◆ **Exercise prompt**
From the line that includes "find the black pants in the photo above" to the last line of the records, inclusive, repeat each line exactly.

Start of Exercise inputs

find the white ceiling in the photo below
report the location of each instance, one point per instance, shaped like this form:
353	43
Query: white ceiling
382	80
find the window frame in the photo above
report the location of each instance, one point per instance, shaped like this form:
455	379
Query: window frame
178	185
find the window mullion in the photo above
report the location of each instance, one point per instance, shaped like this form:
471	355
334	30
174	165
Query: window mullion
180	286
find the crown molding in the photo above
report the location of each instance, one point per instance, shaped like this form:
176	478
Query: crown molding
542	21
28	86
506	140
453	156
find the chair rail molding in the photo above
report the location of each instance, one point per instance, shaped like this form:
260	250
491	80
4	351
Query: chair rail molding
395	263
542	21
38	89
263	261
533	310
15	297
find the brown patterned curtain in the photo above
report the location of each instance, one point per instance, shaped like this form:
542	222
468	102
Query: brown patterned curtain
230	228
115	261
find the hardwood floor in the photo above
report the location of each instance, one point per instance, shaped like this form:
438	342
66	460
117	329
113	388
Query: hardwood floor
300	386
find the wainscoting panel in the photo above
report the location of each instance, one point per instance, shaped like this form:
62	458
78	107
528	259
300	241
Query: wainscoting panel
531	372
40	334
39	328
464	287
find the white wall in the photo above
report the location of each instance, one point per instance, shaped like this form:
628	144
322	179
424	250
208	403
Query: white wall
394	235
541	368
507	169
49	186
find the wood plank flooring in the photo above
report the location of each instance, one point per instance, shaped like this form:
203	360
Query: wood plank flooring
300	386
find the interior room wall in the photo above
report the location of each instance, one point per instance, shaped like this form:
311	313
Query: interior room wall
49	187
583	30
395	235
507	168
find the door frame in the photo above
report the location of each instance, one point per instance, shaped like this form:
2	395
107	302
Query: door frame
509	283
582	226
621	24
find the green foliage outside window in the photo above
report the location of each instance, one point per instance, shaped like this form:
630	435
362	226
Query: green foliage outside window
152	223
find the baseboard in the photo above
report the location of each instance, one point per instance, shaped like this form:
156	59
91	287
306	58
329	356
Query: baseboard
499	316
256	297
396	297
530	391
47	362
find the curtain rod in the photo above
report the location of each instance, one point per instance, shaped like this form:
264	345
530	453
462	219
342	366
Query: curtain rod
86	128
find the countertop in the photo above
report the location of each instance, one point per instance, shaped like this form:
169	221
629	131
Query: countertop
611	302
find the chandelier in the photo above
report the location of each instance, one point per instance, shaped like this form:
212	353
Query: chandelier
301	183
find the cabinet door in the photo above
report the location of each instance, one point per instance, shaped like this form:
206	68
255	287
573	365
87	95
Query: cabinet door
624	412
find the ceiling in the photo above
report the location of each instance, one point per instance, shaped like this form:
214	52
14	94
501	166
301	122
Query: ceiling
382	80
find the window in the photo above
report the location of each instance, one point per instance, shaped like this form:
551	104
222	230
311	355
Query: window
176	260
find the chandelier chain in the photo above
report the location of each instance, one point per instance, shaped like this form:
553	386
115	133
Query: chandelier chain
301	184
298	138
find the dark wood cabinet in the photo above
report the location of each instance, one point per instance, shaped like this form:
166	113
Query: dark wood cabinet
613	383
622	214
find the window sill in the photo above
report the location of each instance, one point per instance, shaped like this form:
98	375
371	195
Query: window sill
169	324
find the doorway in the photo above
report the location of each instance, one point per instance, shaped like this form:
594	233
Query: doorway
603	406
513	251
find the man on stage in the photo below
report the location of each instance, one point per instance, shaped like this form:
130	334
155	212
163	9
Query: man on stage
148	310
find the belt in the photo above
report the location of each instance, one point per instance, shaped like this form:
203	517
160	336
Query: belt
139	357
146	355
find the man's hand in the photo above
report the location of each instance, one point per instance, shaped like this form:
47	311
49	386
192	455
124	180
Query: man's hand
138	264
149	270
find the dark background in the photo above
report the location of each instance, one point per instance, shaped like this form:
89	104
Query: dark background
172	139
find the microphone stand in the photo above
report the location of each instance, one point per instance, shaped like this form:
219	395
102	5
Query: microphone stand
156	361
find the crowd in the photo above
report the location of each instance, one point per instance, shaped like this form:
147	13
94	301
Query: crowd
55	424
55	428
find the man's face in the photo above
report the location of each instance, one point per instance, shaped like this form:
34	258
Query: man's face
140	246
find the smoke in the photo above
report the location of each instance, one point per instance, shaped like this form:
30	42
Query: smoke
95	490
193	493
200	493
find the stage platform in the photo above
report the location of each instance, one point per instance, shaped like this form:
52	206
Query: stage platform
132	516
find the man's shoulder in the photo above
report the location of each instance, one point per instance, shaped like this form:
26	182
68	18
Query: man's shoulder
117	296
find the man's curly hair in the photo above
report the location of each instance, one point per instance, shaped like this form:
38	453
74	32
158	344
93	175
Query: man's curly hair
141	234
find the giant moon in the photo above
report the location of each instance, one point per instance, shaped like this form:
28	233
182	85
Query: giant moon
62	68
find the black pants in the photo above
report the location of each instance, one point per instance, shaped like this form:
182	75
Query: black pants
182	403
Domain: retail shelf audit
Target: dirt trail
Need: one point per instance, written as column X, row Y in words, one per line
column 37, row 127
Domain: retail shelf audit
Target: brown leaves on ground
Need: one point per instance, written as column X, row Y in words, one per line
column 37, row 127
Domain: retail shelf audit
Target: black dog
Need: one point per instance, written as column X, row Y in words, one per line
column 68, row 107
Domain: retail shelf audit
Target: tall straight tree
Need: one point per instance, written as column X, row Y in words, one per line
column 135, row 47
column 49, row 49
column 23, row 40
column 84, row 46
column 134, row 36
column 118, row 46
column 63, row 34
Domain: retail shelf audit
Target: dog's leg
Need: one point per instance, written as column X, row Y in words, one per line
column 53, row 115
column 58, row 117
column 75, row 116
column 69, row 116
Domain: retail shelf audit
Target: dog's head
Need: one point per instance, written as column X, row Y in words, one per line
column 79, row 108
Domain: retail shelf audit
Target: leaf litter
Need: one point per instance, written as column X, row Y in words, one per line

End of Exercise inputs

◆ **Response for this exercise**
find the black pants in the photo above
report the location of each instance, one point per instance, shaped like this form:
182	75
Query: black pants
182	403
Domain: retail shelf audit
Target: dirt trail
Need: one point per instance, written as column X, row Y in words, one per line
column 37, row 127
Domain: retail shelf audit
Target: brown leaves on ground
Need: one point per instance, written as column X, row Y in words, one per line
column 37, row 127
Domain: retail shelf audit
Target: black dog
Need: one point per instance, written as column X, row Y in words, one per line
column 68, row 107
Domain: retail shelf audit
Target: tall straight tree
Need: one point per instance, written as column X, row Y in words, one per line
column 135, row 47
column 49, row 49
column 23, row 40
column 84, row 46
column 134, row 36
column 118, row 46
column 63, row 34
Domain: retail shelf audit
Target: dog's leg
Need: one point per instance, written as column X, row Y in words, one per line
column 53, row 115
column 58, row 117
column 75, row 116
column 69, row 116
Domain: retail shelf audit
Target: dog's head
Need: one point per instance, written as column X, row Y in words, one per line
column 79, row 108
Domain: retail shelf audit
Target: leaf litter
Need: one point per instance, written as column X, row Y in words, one per line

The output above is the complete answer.